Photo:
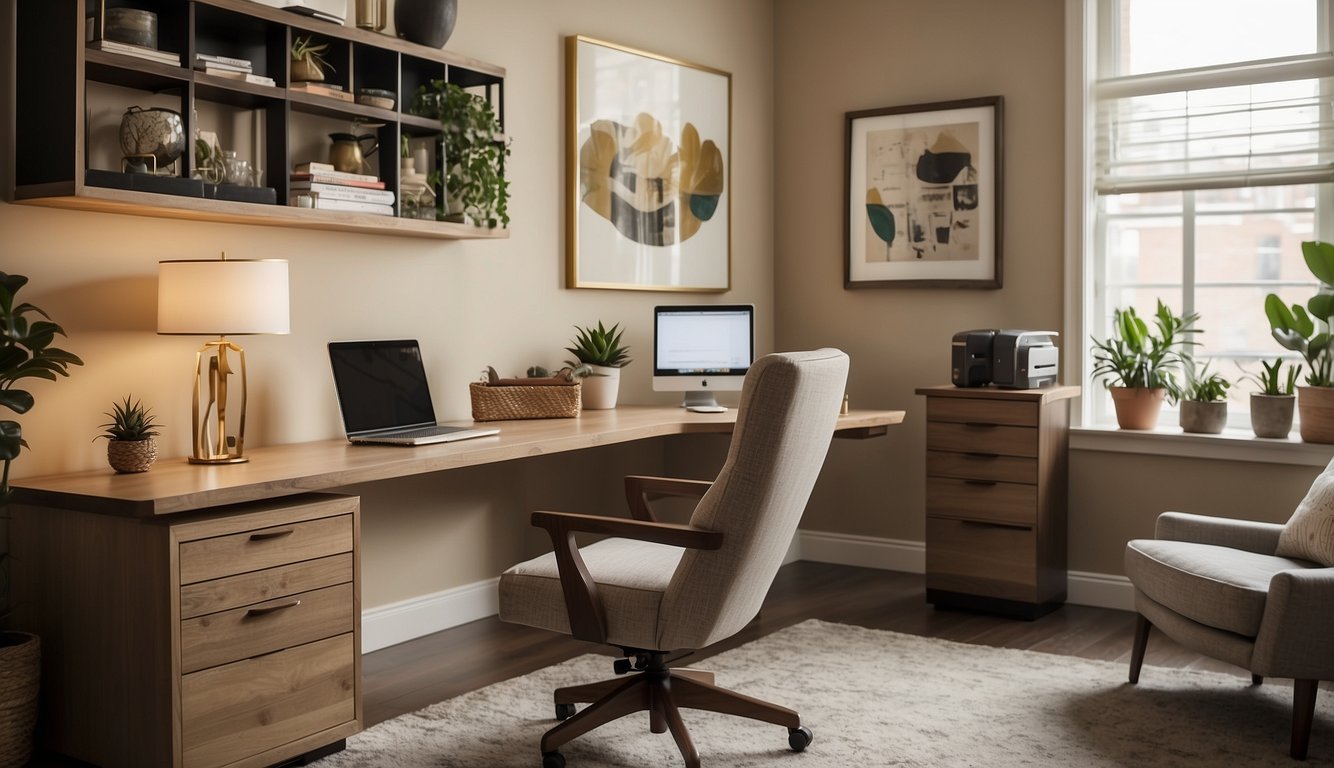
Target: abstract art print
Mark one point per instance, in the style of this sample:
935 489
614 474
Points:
648 152
923 196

^^^^^^^^^^^^^^^^

> **What to do**: Rewrite the entries above with "poster" in place of "print", keeping everything else the same. Leave the pictures out.

> **Task output**:
Photo:
Target: abstract art poster
Mark one point per instance, in the style of this sample:
935 489
614 474
Points:
648 152
923 196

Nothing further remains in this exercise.